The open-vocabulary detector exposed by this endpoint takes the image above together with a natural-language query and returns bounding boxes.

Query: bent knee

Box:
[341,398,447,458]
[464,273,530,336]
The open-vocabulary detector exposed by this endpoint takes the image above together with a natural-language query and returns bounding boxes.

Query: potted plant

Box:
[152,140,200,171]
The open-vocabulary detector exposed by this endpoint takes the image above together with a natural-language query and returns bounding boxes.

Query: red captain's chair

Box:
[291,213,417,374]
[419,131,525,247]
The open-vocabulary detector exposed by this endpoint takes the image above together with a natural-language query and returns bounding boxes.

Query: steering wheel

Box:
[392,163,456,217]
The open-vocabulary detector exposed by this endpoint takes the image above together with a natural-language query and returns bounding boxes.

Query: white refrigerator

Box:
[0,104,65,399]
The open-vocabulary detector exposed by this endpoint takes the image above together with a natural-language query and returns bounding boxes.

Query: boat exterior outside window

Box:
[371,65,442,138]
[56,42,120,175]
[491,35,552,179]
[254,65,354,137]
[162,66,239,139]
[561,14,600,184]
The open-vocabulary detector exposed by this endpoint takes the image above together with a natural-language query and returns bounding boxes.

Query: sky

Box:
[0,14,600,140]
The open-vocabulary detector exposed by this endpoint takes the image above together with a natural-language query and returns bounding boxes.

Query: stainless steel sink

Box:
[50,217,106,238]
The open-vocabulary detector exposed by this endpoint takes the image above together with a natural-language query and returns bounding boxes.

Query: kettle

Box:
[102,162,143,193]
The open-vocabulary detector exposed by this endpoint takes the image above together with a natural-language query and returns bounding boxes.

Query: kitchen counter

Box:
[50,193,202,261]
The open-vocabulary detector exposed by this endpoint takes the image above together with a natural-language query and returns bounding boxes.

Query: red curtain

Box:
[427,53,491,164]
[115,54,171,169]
# # # # # # #
> _DIRECTIVE_:
Write the lines above as a JSON list of strings, one string per line, leaving out blank lines.

> _EXERCISE ANSWER_:
[
  "The open-vocabulary detector exposed by this endpoint takes the image above together with a natural-language query and returns bounding boxes.",
  "Query: bent knee",
  "Box:",
  "[341,398,447,458]",
  "[464,273,530,336]",
  "The open-vocabulary detector exposed by this endpoint takes the image above together with a natural-language query and returns bounding boxes.",
  "Query: potted plant",
  "Box:",
  "[152,140,200,171]",
  "The open-vocabulary detector exposed by this endpoint takes the image above together with a natural-language query and returns bounding boxes.",
  "Query: red captain's chair",
  "Box:",
  "[291,213,417,374]",
  "[419,131,525,247]",
  "The open-vocabulary detector exposed by this endpoint takes the image above together with a natural-language query and returns bounding boxes.",
  "Query: steering wheel",
  "Box:",
  "[392,163,456,217]",
  "The open-vocabulary detector exposed by this endpoint takes the image above together with a natural-language query and returns bounding boxes.",
  "Query: white refrigerator",
  "Box:",
  "[0,104,65,399]",
  "The open-vocabulary detector exposed by this endpoint takes the image above together with a natural-language query and returns bounding boxes.",
  "Query: boat exterior outside window",
  "Box:",
  "[371,65,442,138]",
  "[56,42,120,175]",
  "[491,35,552,179]",
  "[254,65,354,137]",
  "[162,66,239,139]",
  "[561,14,600,184]",
  "The open-vocabulary detector exposed by this endpoint takes the image above together with a natural-language query and returns bounding boxes.",
  "Query: sky",
  "Box:",
  "[0,14,600,140]",
  "The open-vocabulary detector exposed by this endpoint takes the image above together with a natural-language query and returns bounding boxes.",
  "Query: stainless steel sink",
  "Box:",
  "[50,217,106,238]",
  "The open-vocabulary detector exposed by this endpoint takes the image above together with a natural-language query and returns bounding boxes.",
  "Query: kettle",
  "Box:",
  "[102,162,143,193]",
  "The open-vocabulary detector exposed by this endpoint takes the image above together with a natural-language query and returns bounding boxes.",
  "Query: kitchen counter",
  "Box:",
  "[50,193,202,261]",
  "The open-vocabulary detector exposed by this endpoint takes the image above together with a natural-language query and returns bounding boxes.",
  "Query: red curtain",
  "Box:",
  "[427,53,491,164]",
  "[115,54,171,169]"
]